--- START ---

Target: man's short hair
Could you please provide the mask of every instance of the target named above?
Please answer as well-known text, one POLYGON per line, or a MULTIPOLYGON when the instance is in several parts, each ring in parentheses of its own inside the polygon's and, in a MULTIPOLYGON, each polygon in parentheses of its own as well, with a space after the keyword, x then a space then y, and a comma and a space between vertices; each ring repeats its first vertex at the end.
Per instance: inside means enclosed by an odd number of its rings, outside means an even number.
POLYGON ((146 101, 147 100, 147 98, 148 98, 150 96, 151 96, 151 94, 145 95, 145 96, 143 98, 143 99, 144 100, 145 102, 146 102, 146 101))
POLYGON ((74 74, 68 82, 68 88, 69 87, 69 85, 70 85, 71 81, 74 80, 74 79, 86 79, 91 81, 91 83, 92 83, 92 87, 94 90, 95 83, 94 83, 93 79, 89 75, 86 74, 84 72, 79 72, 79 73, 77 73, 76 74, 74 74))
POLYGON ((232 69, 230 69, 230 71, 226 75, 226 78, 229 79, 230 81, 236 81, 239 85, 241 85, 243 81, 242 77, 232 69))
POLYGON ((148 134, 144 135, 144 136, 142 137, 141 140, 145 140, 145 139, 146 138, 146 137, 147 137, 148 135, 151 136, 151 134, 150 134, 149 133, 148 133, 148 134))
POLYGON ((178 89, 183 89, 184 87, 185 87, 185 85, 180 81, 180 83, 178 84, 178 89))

--- END ---

> [GOAL]:
Would you give the material above again, complete and exact?

> [SOLUTION TO THE PROBLEM]:
Target: man's short hair
Could you please provide the mask of every instance of the target named above?
Please answer as well-known text, one POLYGON per line, or a MULTIPOLYGON when the instance is in several parts, each ring in parentheses of its own inside the polygon's and, in a MULTIPOLYGON, each polygon in parentheses of its own as well, with a space after the keyword, x then a space then y, and a comma and a space between vertices; each ring repeats its first vertex at the end.
Per instance: inside means enclosed by an odd number of its rings, outside means an even number.
POLYGON ((146 101, 147 100, 147 98, 148 98, 150 96, 151 96, 151 94, 145 95, 145 96, 143 98, 143 99, 144 100, 145 102, 146 102, 146 101))
POLYGON ((74 74, 68 82, 68 88, 69 87, 69 85, 70 85, 71 81, 74 80, 74 79, 86 79, 91 81, 91 83, 92 83, 92 87, 94 90, 95 83, 94 83, 93 79, 89 75, 86 74, 84 72, 79 72, 79 73, 77 73, 76 74, 74 74))
POLYGON ((232 69, 230 69, 230 71, 226 75, 226 78, 229 79, 230 81, 236 81, 239 85, 241 85, 243 81, 242 77, 232 69))
POLYGON ((148 134, 144 135, 144 136, 142 137, 141 140, 145 140, 145 139, 146 138, 146 137, 147 137, 148 135, 151 136, 151 134, 150 134, 149 133, 148 133, 148 134))
POLYGON ((178 89, 183 89, 184 87, 185 87, 185 85, 180 81, 180 83, 178 84, 178 89))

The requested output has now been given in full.